— What you are asked to do —
Copy out, exactly as written, only the line containing "Please locate the stethoscope" and the lines after it through the end of the records.

— Records provided —
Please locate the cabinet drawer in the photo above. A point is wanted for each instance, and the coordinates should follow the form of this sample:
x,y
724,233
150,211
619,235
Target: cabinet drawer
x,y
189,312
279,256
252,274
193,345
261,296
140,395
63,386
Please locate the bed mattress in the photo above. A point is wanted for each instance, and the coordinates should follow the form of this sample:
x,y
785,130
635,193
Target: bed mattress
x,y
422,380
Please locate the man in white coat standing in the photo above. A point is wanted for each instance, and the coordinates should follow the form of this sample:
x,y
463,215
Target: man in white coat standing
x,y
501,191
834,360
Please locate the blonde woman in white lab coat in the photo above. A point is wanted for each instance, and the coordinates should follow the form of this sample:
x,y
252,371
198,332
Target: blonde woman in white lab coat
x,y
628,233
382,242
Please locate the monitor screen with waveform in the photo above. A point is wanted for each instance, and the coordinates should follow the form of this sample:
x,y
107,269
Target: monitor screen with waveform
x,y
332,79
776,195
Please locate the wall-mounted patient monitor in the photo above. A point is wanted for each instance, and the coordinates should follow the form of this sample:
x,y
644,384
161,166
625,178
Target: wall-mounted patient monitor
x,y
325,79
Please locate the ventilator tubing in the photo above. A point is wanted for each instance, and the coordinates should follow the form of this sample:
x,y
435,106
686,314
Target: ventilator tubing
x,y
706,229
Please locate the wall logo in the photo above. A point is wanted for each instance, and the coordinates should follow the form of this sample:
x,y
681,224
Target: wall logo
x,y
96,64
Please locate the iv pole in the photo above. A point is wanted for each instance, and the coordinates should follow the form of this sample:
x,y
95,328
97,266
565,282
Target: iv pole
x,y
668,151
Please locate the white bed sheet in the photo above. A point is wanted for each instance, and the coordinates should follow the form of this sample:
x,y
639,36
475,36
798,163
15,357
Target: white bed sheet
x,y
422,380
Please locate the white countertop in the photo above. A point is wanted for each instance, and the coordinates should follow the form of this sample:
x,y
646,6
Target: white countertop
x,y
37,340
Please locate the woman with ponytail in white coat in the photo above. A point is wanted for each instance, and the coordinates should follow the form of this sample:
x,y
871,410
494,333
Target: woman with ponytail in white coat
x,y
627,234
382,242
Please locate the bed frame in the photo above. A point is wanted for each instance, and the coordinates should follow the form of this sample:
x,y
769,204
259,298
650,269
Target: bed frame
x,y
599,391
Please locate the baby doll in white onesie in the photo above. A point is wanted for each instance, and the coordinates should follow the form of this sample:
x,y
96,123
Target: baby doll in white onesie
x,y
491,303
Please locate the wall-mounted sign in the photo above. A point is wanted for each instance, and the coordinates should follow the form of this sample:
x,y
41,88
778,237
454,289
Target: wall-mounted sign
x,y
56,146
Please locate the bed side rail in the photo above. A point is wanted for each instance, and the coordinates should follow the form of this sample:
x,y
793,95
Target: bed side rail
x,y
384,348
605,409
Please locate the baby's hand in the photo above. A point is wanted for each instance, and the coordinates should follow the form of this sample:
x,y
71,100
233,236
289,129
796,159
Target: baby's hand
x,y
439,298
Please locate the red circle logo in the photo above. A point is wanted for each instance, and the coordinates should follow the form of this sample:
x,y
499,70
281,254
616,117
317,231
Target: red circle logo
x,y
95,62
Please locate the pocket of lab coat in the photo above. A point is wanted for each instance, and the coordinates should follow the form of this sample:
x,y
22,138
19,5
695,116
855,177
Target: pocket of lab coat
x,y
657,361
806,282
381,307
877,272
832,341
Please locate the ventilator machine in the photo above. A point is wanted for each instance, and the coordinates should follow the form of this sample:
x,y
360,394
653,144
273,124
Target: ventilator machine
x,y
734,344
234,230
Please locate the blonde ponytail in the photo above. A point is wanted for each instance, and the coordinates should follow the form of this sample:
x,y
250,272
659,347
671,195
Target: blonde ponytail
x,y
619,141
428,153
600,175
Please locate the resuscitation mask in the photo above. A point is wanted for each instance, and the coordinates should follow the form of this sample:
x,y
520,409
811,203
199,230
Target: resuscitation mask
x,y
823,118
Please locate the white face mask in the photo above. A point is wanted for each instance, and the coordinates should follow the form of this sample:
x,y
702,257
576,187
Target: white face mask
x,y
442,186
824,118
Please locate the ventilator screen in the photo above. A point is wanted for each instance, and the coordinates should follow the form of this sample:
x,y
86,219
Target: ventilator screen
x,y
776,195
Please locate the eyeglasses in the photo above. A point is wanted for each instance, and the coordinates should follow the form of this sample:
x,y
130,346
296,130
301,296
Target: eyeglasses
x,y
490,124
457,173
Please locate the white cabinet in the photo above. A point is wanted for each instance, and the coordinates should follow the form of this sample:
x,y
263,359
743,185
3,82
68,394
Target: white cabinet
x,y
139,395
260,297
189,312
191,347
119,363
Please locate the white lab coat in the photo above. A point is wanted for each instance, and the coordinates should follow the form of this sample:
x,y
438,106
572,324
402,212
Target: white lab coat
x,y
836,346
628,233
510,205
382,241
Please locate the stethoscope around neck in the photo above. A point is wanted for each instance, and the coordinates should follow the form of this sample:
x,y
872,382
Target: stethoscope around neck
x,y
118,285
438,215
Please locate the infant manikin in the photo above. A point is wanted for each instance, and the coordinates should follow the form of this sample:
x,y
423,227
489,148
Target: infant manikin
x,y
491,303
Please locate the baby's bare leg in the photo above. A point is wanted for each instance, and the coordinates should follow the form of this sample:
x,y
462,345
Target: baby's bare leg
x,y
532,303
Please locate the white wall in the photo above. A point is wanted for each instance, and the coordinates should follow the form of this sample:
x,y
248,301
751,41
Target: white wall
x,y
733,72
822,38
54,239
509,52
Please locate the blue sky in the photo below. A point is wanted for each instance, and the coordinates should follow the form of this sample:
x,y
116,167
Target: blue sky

— Answer for the task —
Please locate the stethoscope around neck in the photo above. A point is wanted for each instance, and the coordinates should follow the form of this sample:
x,y
872,382
Target: stethoscope around neck
x,y
118,285
438,215
Please locate the infant manikin in the photo above. A point is wanted for each instance, and the coordinates should follow the form of this sample:
x,y
423,227
489,148
Target: infant manikin
x,y
491,303
Please locate the baby's bare leg in the photo above. A point is wanted for each instance, and the coordinates should follow the form of this sample:
x,y
462,345
Target: baby's bare leg
x,y
532,303
Please locate the white wall in the photo above. A point is wanted for each instance, and the coordinates should follow the form of this sample:
x,y
248,301
751,41
Target: white wall
x,y
733,72
822,38
54,239
509,52
Please locate the blue sky in the photo below. A point is wanted for each instance, and the coordinates should follow the form of this sample:
x,y
116,167
Target: blue sky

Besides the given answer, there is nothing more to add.